### DESCRIÇÃO DO PROBLEMA
Mostre todas as linhas dos registros abaixo em que aparece a palavra "holding", copiando-as sem nenhuma alteração.

### ENTRADA
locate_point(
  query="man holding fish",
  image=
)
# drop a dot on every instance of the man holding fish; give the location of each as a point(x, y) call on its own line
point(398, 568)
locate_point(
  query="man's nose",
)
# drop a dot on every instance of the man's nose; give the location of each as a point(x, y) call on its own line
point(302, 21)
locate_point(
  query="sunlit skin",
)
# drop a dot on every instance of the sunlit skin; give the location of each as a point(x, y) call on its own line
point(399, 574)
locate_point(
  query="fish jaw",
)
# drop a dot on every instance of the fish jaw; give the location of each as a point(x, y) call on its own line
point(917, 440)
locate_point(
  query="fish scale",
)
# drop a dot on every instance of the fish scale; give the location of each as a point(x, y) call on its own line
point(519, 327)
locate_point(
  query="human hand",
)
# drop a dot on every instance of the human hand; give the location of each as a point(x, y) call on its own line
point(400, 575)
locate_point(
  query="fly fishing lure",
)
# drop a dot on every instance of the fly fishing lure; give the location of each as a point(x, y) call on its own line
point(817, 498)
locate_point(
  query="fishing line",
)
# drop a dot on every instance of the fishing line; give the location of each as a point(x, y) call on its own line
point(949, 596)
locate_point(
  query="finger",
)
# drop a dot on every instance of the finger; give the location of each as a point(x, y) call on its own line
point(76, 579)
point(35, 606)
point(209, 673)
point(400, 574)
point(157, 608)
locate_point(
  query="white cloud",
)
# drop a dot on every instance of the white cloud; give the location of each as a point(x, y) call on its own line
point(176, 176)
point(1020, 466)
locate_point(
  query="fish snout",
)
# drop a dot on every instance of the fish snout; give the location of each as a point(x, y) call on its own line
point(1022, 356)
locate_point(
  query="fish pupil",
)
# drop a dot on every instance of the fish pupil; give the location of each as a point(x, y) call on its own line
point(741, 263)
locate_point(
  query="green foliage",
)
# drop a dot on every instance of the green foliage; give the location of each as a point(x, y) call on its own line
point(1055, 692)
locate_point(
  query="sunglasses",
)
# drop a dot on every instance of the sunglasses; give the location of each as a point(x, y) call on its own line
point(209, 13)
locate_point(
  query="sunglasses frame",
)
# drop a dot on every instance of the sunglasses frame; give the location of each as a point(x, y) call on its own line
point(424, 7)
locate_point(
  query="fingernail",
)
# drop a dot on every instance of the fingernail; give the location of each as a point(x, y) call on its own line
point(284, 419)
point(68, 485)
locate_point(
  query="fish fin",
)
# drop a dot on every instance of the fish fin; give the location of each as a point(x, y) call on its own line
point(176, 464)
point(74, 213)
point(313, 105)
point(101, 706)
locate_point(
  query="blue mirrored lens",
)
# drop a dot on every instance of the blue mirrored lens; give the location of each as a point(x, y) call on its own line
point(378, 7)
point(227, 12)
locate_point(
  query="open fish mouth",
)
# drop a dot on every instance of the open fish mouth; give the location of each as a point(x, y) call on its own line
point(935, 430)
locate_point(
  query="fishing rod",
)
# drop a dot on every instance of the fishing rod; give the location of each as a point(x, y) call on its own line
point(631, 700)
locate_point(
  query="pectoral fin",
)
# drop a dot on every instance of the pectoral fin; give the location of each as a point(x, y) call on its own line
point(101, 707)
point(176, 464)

### RESPOSTA
  query="man holding fish",
# drop a dot on every instance of the man holding fish; give the location of each as a point(x, y) call on its own line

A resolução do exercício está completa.